[[ Provided material, beginning ]]

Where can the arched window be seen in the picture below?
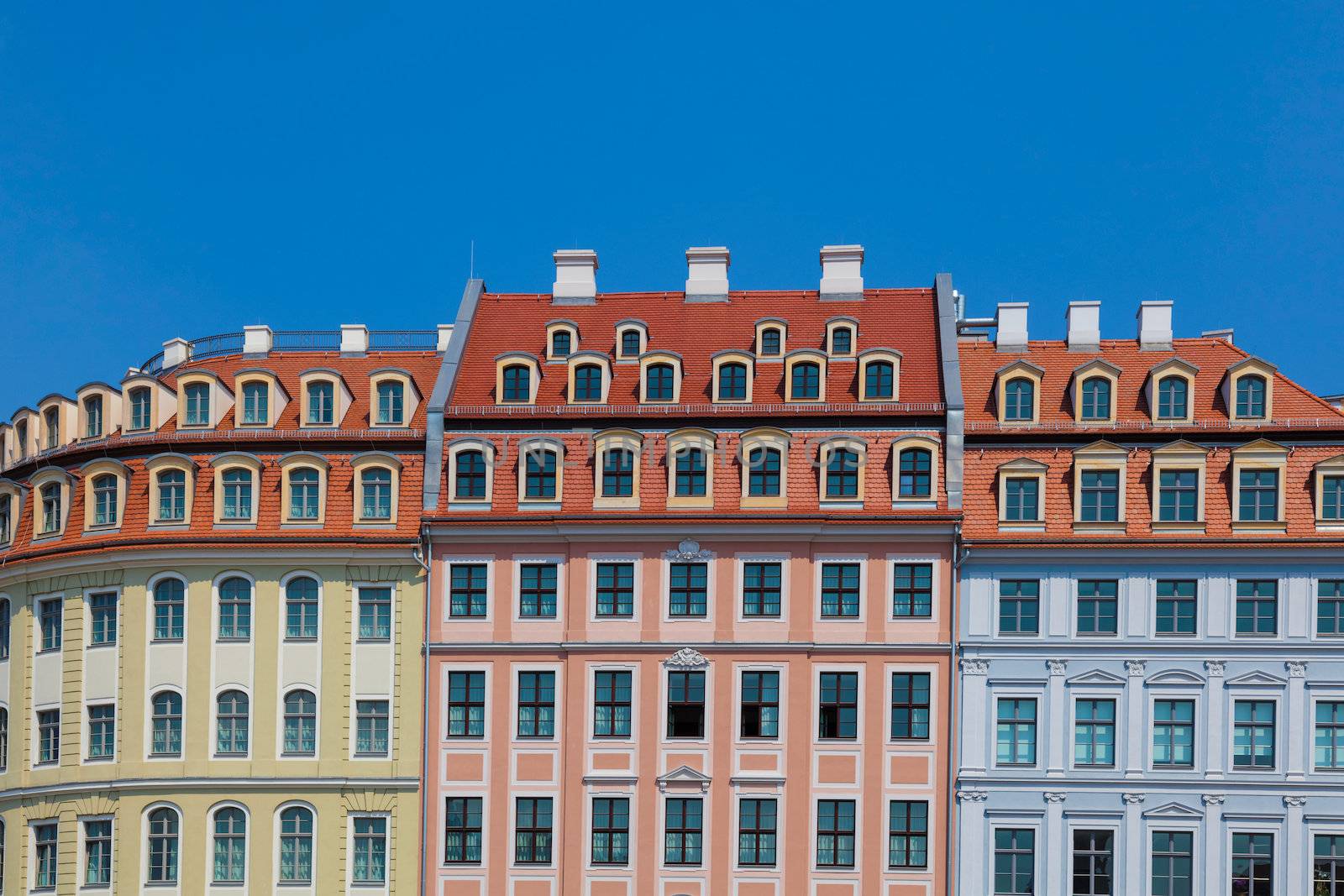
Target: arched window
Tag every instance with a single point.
(1173, 398)
(255, 403)
(237, 504)
(916, 473)
(51, 508)
(165, 721)
(376, 486)
(517, 383)
(296, 846)
(659, 385)
(232, 725)
(1095, 398)
(304, 493)
(1019, 399)
(198, 403)
(1250, 396)
(302, 609)
(588, 383)
(300, 723)
(93, 417)
(105, 500)
(764, 472)
(230, 846)
(322, 403)
(170, 610)
(140, 407)
(234, 609)
(390, 402)
(843, 473)
(732, 382)
(470, 474)
(163, 846)
(806, 380)
(879, 379)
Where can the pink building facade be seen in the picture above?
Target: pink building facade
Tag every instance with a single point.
(689, 631)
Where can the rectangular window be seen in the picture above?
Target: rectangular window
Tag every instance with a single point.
(1173, 734)
(375, 614)
(1173, 862)
(1095, 732)
(371, 727)
(463, 831)
(839, 705)
(612, 705)
(1178, 496)
(683, 832)
(907, 835)
(1023, 499)
(533, 831)
(1019, 606)
(1176, 607)
(97, 852)
(1016, 732)
(685, 705)
(757, 831)
(102, 731)
(616, 590)
(1100, 496)
(611, 831)
(1330, 607)
(911, 590)
(689, 590)
(1258, 496)
(537, 590)
(911, 705)
(835, 833)
(465, 705)
(1253, 734)
(761, 589)
(467, 590)
(102, 611)
(1093, 867)
(839, 590)
(759, 705)
(1015, 862)
(1253, 864)
(537, 705)
(1099, 606)
(1257, 607)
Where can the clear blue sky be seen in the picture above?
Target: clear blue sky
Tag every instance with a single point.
(170, 170)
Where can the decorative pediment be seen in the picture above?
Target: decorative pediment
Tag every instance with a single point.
(1175, 678)
(1173, 810)
(1095, 678)
(685, 658)
(1256, 680)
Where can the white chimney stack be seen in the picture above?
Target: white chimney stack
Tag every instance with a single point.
(707, 275)
(1084, 327)
(1011, 335)
(575, 277)
(842, 273)
(1155, 325)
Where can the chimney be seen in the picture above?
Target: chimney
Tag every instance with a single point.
(1011, 335)
(257, 340)
(707, 275)
(575, 277)
(354, 338)
(842, 273)
(176, 351)
(1084, 327)
(1155, 325)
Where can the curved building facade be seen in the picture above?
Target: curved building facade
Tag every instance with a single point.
(212, 610)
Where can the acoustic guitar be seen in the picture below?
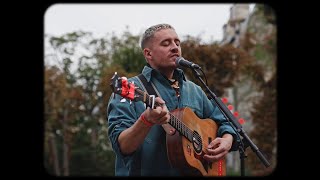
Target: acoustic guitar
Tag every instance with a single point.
(186, 148)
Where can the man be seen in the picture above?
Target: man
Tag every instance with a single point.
(138, 135)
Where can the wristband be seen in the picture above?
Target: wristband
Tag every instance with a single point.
(147, 123)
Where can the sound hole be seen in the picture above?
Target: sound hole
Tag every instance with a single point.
(197, 142)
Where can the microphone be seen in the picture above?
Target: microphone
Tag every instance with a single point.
(180, 61)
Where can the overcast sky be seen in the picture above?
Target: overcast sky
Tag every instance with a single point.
(205, 20)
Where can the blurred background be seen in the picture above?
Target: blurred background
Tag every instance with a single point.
(84, 44)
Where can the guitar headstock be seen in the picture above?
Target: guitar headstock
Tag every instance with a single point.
(125, 89)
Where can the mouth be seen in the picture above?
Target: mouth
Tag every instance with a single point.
(175, 56)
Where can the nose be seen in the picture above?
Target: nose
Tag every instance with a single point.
(174, 48)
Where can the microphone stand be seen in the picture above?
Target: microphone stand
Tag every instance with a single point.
(245, 141)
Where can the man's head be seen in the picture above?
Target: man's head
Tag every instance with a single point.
(161, 46)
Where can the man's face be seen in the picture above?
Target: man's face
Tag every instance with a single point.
(164, 49)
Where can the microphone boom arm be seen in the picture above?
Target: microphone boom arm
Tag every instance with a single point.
(245, 141)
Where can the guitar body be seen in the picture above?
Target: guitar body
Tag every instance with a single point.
(186, 154)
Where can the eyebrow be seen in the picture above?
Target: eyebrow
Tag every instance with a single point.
(168, 39)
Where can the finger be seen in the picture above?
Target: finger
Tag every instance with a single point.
(159, 100)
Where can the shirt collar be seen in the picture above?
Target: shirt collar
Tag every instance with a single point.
(147, 72)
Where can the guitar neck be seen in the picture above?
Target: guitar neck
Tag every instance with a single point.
(174, 121)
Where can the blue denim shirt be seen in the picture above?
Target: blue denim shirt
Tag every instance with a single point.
(150, 159)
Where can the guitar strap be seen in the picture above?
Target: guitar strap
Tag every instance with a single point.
(147, 85)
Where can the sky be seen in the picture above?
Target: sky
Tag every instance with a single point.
(204, 20)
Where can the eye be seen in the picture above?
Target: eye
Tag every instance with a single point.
(165, 43)
(177, 42)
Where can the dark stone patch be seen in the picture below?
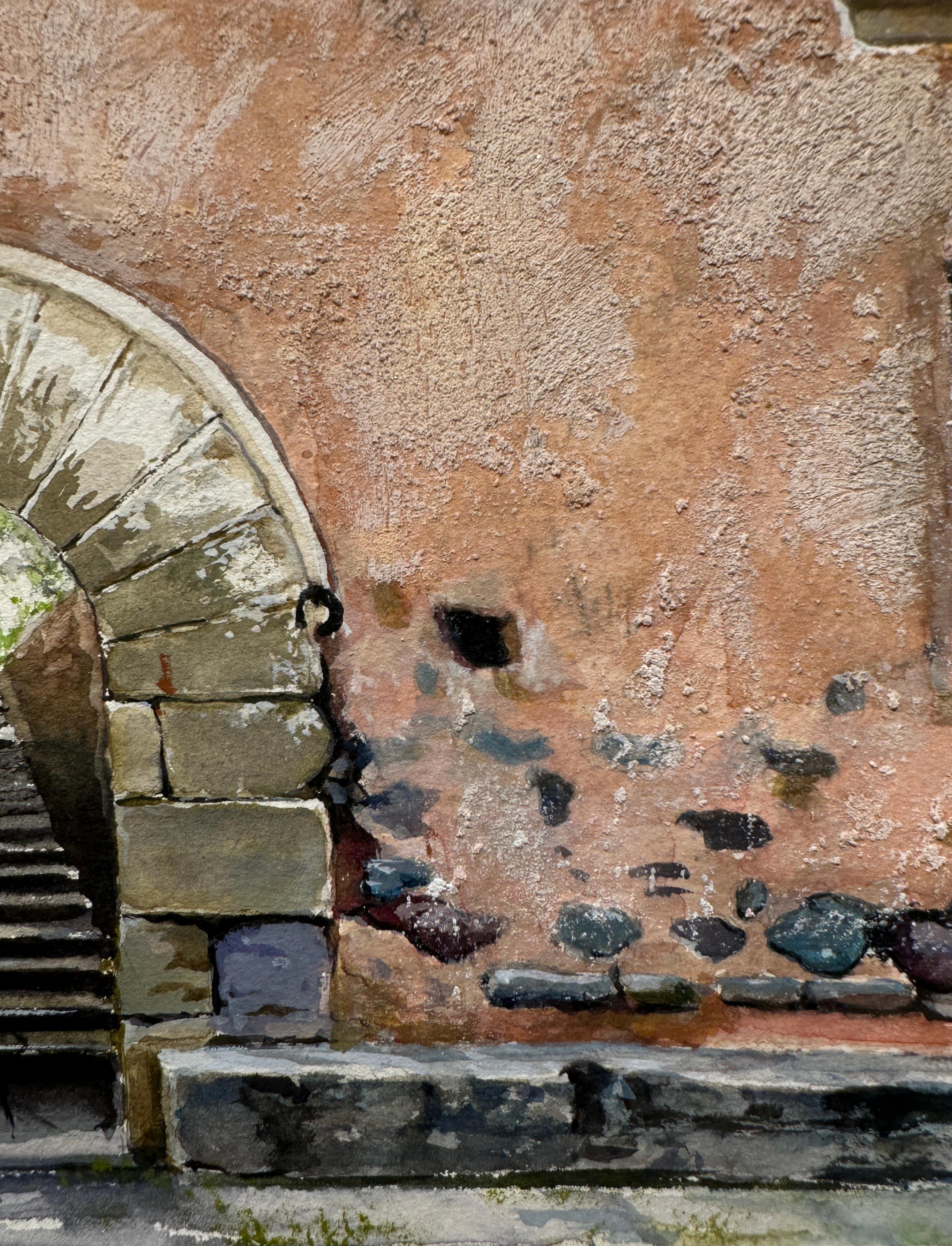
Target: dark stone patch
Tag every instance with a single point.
(427, 678)
(645, 751)
(400, 809)
(727, 830)
(478, 640)
(711, 937)
(922, 949)
(788, 759)
(752, 898)
(435, 928)
(845, 694)
(593, 931)
(860, 995)
(389, 878)
(761, 992)
(828, 934)
(502, 748)
(541, 989)
(555, 794)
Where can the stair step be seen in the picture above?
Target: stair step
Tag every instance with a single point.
(38, 876)
(41, 906)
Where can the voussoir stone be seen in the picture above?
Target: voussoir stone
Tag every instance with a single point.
(257, 748)
(205, 486)
(256, 566)
(164, 970)
(260, 653)
(544, 989)
(762, 992)
(860, 995)
(229, 858)
(144, 414)
(135, 749)
(658, 992)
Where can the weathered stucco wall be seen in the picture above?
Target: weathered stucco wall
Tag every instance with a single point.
(626, 321)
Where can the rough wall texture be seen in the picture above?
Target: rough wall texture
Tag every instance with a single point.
(626, 323)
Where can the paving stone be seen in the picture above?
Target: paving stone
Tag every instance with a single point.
(232, 858)
(256, 655)
(70, 351)
(389, 878)
(661, 992)
(826, 935)
(544, 989)
(135, 749)
(305, 1111)
(595, 932)
(164, 970)
(272, 970)
(762, 992)
(860, 995)
(206, 486)
(256, 566)
(922, 949)
(145, 413)
(244, 748)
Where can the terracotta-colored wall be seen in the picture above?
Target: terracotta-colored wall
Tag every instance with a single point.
(626, 320)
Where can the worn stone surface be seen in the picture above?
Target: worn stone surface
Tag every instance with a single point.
(259, 653)
(272, 971)
(658, 991)
(255, 566)
(860, 995)
(826, 935)
(595, 932)
(762, 992)
(541, 989)
(220, 859)
(135, 749)
(244, 748)
(164, 970)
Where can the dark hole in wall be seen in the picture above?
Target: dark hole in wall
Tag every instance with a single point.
(54, 687)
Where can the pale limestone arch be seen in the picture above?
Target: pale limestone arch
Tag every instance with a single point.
(130, 452)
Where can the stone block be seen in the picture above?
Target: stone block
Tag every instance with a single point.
(164, 970)
(244, 748)
(541, 989)
(273, 971)
(255, 655)
(860, 995)
(327, 1113)
(255, 566)
(205, 486)
(145, 413)
(135, 749)
(761, 992)
(658, 992)
(229, 858)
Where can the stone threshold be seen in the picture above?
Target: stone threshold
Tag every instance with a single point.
(407, 1112)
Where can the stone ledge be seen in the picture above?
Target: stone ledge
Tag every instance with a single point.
(420, 1112)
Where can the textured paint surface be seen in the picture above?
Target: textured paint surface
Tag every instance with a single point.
(625, 326)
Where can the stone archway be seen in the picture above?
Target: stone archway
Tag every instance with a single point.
(132, 455)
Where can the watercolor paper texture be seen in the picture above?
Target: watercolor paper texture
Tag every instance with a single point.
(475, 575)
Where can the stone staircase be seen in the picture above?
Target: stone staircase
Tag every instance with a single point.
(52, 976)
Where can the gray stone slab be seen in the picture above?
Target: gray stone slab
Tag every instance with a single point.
(253, 653)
(225, 858)
(273, 972)
(249, 748)
(255, 567)
(720, 1114)
(541, 989)
(860, 995)
(761, 992)
(207, 485)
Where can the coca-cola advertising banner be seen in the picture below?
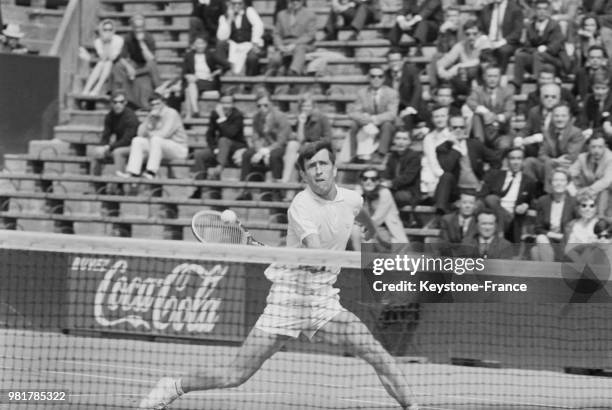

[[ Provided material, end ]]

Requirement
Print the lines from the beginning of the records up to and including the line containing "Target: rectangular window", word for word, with no pictures.

Answer
Where can the arched window be seen in the picture below?
Target: arched window
Tag every instance with a single point.
(1173, 398)
(255, 403)
(237, 504)
(916, 473)
(51, 508)
(165, 721)
(376, 486)
(517, 383)
(296, 846)
(659, 385)
(232, 725)
(1095, 398)
(304, 493)
(1019, 399)
(198, 403)
(1250, 396)
(302, 609)
(588, 383)
(300, 723)
(93, 417)
(105, 500)
(764, 472)
(230, 846)
(322, 403)
(170, 610)
(140, 407)
(234, 609)
(390, 402)
(843, 473)
(732, 382)
(470, 474)
(163, 846)
(806, 380)
(879, 379)
Where can the pink building facade be seen in the picture above?
Target: pink building facade
Tag every instance with a single point.
(689, 631)
Where can the rectangular window be seen in the picture above?
Target: rectangular window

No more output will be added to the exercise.